Work task: In the entries below, return only the line containing "[ ] integer" and those after it, exactly, through the last line.

Records from a data collection:
*** Block opens ***
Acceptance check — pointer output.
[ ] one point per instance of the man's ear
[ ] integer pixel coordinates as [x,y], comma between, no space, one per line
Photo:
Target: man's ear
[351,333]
*** Block closes ***
Written solution:
[ ] integer pixel coordinates as [x,y], comma between, no space, one per line
Photo:
Target: man's ear
[351,333]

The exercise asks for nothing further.